» GOAL: Convert the lines below, starting at the one containing "Question. Provide the position of each instance of the round" and ending at the one containing "x=335 y=187", into a Markdown table with the columns "Row" and "Line", skipping any blank lines. Include only those lines.

Point-based annotation lines:

-- Start --

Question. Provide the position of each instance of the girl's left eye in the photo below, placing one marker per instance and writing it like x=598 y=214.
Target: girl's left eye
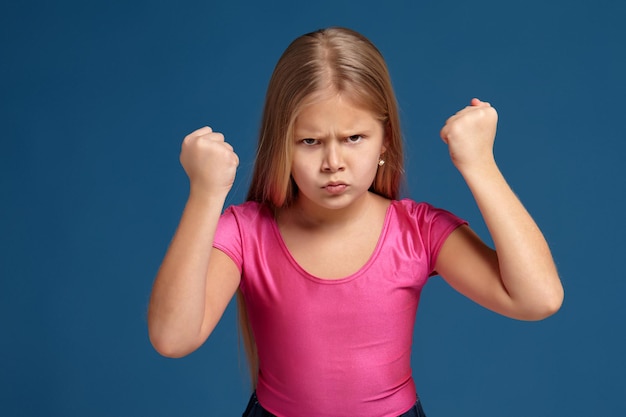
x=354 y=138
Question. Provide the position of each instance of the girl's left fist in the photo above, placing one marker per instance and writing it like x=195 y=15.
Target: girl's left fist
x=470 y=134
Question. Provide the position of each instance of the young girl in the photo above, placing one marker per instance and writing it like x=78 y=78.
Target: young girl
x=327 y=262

-- End --
-- Start --

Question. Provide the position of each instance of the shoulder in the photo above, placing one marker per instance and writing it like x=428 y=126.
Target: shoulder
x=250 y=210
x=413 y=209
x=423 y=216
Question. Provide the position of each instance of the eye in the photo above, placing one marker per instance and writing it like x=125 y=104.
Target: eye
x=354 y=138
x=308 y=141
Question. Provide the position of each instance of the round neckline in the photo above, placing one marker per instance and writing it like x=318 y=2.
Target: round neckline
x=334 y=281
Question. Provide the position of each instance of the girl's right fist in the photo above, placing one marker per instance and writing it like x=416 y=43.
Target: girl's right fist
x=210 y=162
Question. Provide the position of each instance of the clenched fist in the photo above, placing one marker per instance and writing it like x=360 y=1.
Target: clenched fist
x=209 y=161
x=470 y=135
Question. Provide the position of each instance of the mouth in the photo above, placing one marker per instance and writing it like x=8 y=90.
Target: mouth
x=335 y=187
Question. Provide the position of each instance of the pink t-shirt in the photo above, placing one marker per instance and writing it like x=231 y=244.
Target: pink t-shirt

-- End --

» REPLY:
| Row | Line |
|---|---|
| 1 | Question. Provide the position of each instance of the round neckline in the photo above, placing one marker per instance and writing it like x=318 y=2. |
| 2 | Target: round neckline |
| 3 | x=334 y=281 |
| 4 | Question. Provide the position of each instance of the girl's right fist in the photo above, placing one marker per instance and writing it like x=416 y=43. |
| 5 | Target: girl's right fist |
| 6 | x=210 y=162 |
| 7 | Question. Provide the position of each instance of the clenched fist in the photo above, placing one marker per instance and writing it like x=360 y=1. |
| 8 | Target: clenched fist |
| 9 | x=209 y=161 |
| 10 | x=470 y=135 |
| 11 | Question. Provide the position of each instance of the mouth in the photo above, placing one marker per instance and writing it like x=8 y=90. |
| 12 | Target: mouth |
| 13 | x=335 y=187 |